++++ Excerpt

Rice and Beans: A Love Story

14 Feb

We eat a lot of rice and beans around here and you should too. At less than a dollar a can (one day I will soak my own, but for the moment, the canned will do fine) and just minutes in the making, they solve many an issue in this household. And with all the protein and roughage they pack, well, they give a lot of nutritional bang for the buck.

Having said that, I don’t actually do classic Puerto Rican rice and beans often. It’s a lot about ingredients and disappointment. Nothing ever tastes as good as you remember it. No one (except certain Dominican kitchen geniuses) can do it quite the way Abuelita (or Titi) used to. And some ingredients don’t grow here or travel well. So, recognizing that my expectations far outway any realistic possiblities of fulfillling them, I opt out. And daydream.

arroz con habichuelas

arroz con habichuelas

But…if you can’t be with the ingredients you love, honey, love the ones you’re with.

Love the ones you’re with.

++++++++

= To do =
1. Translate this sentence from the rice and beans post into Spanish: "Nothing ever tastes as good as you remember it."
2. Answer these questions using the rice and beans post:
(a) How much does a can of beans cost, according to the writer?
(b) What dish does the writer say they don't often make?
(c) What should you do if you can't be with the ingredients you love?
3. Continue the rice and beans post from its last line.
The records below come from another source and are unrelated to the rice and beans post.

++++ Extracted material

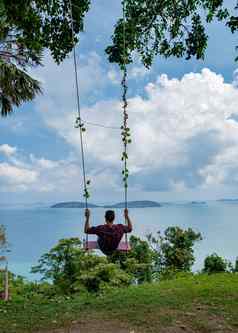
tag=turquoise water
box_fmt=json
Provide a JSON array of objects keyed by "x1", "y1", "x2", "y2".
[{"x1": 0, "y1": 202, "x2": 238, "y2": 279}]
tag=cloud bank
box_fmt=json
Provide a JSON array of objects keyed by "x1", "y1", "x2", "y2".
[{"x1": 0, "y1": 61, "x2": 238, "y2": 197}]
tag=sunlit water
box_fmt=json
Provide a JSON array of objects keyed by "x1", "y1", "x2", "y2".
[{"x1": 0, "y1": 202, "x2": 238, "y2": 279}]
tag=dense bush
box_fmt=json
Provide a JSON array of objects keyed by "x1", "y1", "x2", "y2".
[
  {"x1": 203, "y1": 253, "x2": 230, "y2": 274},
  {"x1": 32, "y1": 238, "x2": 132, "y2": 294},
  {"x1": 147, "y1": 227, "x2": 202, "y2": 278}
]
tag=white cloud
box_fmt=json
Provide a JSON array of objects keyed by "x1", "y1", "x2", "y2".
[
  {"x1": 34, "y1": 69, "x2": 238, "y2": 190},
  {"x1": 0, "y1": 144, "x2": 17, "y2": 157},
  {"x1": 0, "y1": 162, "x2": 37, "y2": 186}
]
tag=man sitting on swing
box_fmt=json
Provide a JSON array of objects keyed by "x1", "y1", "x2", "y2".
[{"x1": 84, "y1": 209, "x2": 132, "y2": 255}]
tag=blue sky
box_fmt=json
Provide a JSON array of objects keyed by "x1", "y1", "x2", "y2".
[{"x1": 0, "y1": 0, "x2": 238, "y2": 203}]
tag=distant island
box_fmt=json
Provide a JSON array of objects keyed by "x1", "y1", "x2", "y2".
[
  {"x1": 103, "y1": 200, "x2": 162, "y2": 208},
  {"x1": 51, "y1": 200, "x2": 162, "y2": 209}
]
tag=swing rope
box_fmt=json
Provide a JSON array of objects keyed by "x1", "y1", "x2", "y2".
[
  {"x1": 69, "y1": 0, "x2": 89, "y2": 247},
  {"x1": 121, "y1": 0, "x2": 128, "y2": 246}
]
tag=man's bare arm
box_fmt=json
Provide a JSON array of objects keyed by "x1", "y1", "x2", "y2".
[
  {"x1": 124, "y1": 209, "x2": 133, "y2": 232},
  {"x1": 84, "y1": 208, "x2": 90, "y2": 234}
]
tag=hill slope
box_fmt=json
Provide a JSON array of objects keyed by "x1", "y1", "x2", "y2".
[{"x1": 0, "y1": 274, "x2": 238, "y2": 333}]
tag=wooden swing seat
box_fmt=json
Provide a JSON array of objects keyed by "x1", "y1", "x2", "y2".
[{"x1": 84, "y1": 241, "x2": 131, "y2": 252}]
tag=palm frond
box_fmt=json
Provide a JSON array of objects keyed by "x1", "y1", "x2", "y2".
[{"x1": 0, "y1": 61, "x2": 41, "y2": 117}]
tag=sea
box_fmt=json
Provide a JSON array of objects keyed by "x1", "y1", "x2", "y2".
[{"x1": 0, "y1": 202, "x2": 238, "y2": 280}]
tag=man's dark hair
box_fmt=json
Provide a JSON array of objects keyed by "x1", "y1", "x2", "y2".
[{"x1": 105, "y1": 210, "x2": 115, "y2": 222}]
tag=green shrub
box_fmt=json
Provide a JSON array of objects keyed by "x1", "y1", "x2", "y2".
[{"x1": 203, "y1": 253, "x2": 229, "y2": 274}]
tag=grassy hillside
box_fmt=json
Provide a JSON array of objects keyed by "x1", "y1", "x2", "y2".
[{"x1": 0, "y1": 274, "x2": 238, "y2": 333}]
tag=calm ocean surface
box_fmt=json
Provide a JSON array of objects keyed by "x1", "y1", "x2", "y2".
[{"x1": 0, "y1": 202, "x2": 238, "y2": 279}]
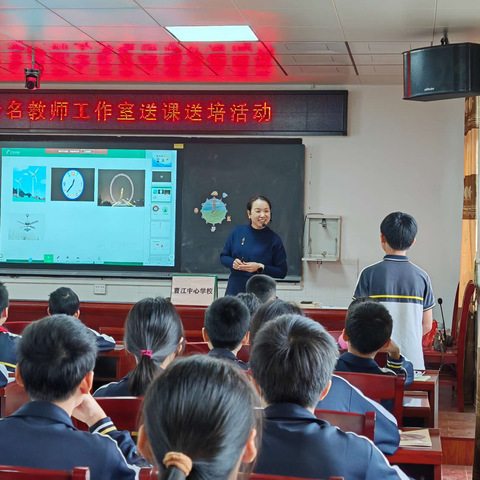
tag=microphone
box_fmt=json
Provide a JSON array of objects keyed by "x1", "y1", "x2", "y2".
[{"x1": 437, "y1": 298, "x2": 453, "y2": 347}]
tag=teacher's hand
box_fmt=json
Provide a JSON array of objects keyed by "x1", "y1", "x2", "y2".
[{"x1": 237, "y1": 262, "x2": 261, "y2": 273}]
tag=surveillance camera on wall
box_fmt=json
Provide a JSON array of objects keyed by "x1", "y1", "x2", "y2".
[{"x1": 25, "y1": 68, "x2": 40, "y2": 90}]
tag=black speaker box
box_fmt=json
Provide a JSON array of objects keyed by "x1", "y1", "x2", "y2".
[{"x1": 403, "y1": 43, "x2": 480, "y2": 102}]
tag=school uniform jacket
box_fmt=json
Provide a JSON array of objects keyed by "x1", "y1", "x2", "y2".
[
  {"x1": 255, "y1": 403, "x2": 408, "y2": 480},
  {"x1": 335, "y1": 352, "x2": 415, "y2": 387},
  {"x1": 0, "y1": 402, "x2": 148, "y2": 480},
  {"x1": 317, "y1": 375, "x2": 400, "y2": 455},
  {"x1": 208, "y1": 348, "x2": 248, "y2": 370}
]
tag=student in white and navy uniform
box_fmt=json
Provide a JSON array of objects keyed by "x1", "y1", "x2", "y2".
[{"x1": 250, "y1": 315, "x2": 408, "y2": 480}]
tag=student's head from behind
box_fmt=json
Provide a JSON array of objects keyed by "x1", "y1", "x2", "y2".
[
  {"x1": 344, "y1": 299, "x2": 393, "y2": 355},
  {"x1": 245, "y1": 274, "x2": 277, "y2": 303},
  {"x1": 48, "y1": 287, "x2": 80, "y2": 316},
  {"x1": 204, "y1": 296, "x2": 250, "y2": 351},
  {"x1": 17, "y1": 315, "x2": 97, "y2": 402},
  {"x1": 0, "y1": 282, "x2": 8, "y2": 325},
  {"x1": 380, "y1": 212, "x2": 417, "y2": 250},
  {"x1": 138, "y1": 355, "x2": 261, "y2": 480},
  {"x1": 250, "y1": 314, "x2": 338, "y2": 408},
  {"x1": 236, "y1": 293, "x2": 262, "y2": 318},
  {"x1": 250, "y1": 300, "x2": 303, "y2": 345},
  {"x1": 124, "y1": 297, "x2": 185, "y2": 396}
]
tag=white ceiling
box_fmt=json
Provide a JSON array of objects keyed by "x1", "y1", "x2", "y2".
[{"x1": 0, "y1": 0, "x2": 480, "y2": 88}]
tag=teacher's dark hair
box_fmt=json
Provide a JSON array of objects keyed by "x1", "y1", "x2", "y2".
[
  {"x1": 124, "y1": 297, "x2": 185, "y2": 397},
  {"x1": 143, "y1": 355, "x2": 262, "y2": 480}
]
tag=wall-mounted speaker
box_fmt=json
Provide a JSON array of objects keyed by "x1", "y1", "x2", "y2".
[{"x1": 403, "y1": 43, "x2": 480, "y2": 101}]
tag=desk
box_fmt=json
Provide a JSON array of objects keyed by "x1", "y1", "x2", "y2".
[
  {"x1": 405, "y1": 370, "x2": 439, "y2": 428},
  {"x1": 387, "y1": 428, "x2": 442, "y2": 480}
]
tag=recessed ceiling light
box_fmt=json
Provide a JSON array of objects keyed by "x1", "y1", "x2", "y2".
[{"x1": 165, "y1": 25, "x2": 258, "y2": 42}]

++++++++

= Results of the exercise =
1. Nada sabe nunca tan bien como lo recuerdas.

2.
(a) Less than a dollar.
(b) Classic Puerto Rican rice and beans.
(c) Love the ones you're with.

3.
calabaza and sawtooth coriander

calabaza and sawtooth coriander

So in celebration of Valentine’s Day, I will stop the silly nostalgia for meals never again to be equaled, the yearning for ingredients elusive, the disdain for what is offered right in front of me. I will share a recipe for Puerto Rican rice and beans that embraces, not fantasy, but reality. It is not what could be, but what actually is. It may not be exactly what I dream of, but it provides exactly what I need, and my heart swells in gratitude.

And that, my dear readers, is true romance, true love, true bliss.


Authentic arroz con habichuelas

Authentic arroz con habichuelas

Born on the Moon Beans

Puerto Rican independentista and poet Juan Corretjer once penned “Yo sería borincano si naciera en la luna” or loosely translated: “I would be Puerto Rican even if I had been born on the moon.”

It is the heartsong of millions on the island and in the diaspora, including me, as it happens! So….Beans Born on the Moon, seems an appropriate name for this dish.  It is ingredient-heavy, but easy to assemble once everything is chopped.


  1. 1lb calabaza caribeña (Caribbean pumpkin) OR 1 lb. acorn squash, washed, cut in half, seeds removed and cut into big chunks (you can cut the rind off before boiling or peel it off after). It should be boiled for 15 minutes, or until tender. Set aside and reserve ½ cup cooking liquid.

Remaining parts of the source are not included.